### Instruction A
According to the text on solar-powered carbon capture, how large an area of the STEP system would extract the "excess atmospheric CO2" within ten years?

### Text
Effectively, should the process be brought on line, 700 square kilometers (270 square miles) of this system would extract the “excess atmospheric CO2” within ten years. If those numbers were accurate an area less than 17 x 17 miles would mop up the “excess” carbon dioxide in the atmosphere. This is a stretch for reasoning, but the numbers work.
Also there is a platinum matter to consider if the design went to solid carbon capture, but the platinum would be recycled endlessly.
The team is also looking at STEP to generate synthetic jet fuel and synthetic diesel. That would get some of the carbon cycling.
The team is working at refinement and scaling of STEP for carbon capture.
Without needing a huge source of production energy by using solar the main problem – the energy needed to drive the heating and electrolysis could pretty much be resolved.
There are gaps in the explanation available in the supporting information. Of primary concern is the concentration level of the CO2 entering the process. It’s not clear how pure the CO2 would have to be. Just running air through is one thing, a concentration step to unspecified purity is quite another.
Yet the George Washington team is on to a system with great potential. The external energy production not needed is very significant; the potential for fuel production or sequestration, depending on one’s political views cannot be overlooked.
Solar powered CO2 to new fuel sources just got much closer.

### Listing
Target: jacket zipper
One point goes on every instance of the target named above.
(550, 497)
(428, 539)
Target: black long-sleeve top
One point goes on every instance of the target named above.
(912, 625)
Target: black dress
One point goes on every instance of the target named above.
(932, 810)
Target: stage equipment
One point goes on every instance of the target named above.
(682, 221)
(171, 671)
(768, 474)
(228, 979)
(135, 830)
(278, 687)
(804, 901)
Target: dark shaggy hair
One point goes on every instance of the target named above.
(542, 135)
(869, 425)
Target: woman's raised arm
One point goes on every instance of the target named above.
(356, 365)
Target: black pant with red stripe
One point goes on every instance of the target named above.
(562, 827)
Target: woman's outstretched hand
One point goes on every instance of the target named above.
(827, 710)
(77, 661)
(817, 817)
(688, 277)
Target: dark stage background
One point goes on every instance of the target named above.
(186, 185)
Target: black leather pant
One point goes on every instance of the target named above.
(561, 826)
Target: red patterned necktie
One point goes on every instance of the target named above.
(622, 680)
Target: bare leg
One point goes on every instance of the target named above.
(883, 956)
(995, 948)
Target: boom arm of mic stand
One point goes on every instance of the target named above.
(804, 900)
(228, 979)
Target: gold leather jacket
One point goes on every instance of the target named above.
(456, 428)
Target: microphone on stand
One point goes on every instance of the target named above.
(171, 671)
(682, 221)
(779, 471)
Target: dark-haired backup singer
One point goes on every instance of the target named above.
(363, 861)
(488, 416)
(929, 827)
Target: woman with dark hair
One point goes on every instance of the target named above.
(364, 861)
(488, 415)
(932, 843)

---

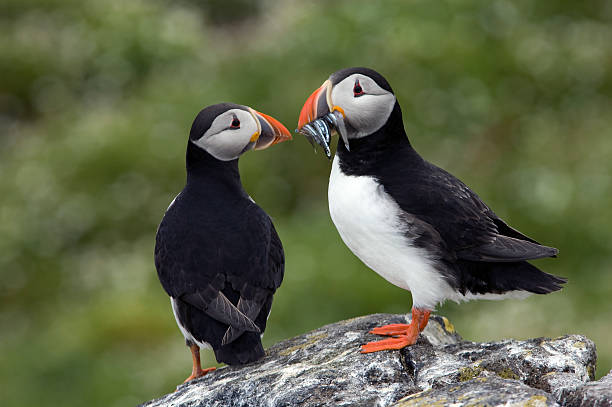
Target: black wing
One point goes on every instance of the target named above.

### Instruction B
How many lines in the entries above contain the string "woman"? Reply with the number alone.

### Result A
700 square kilometers (270 square miles).

### Result B
3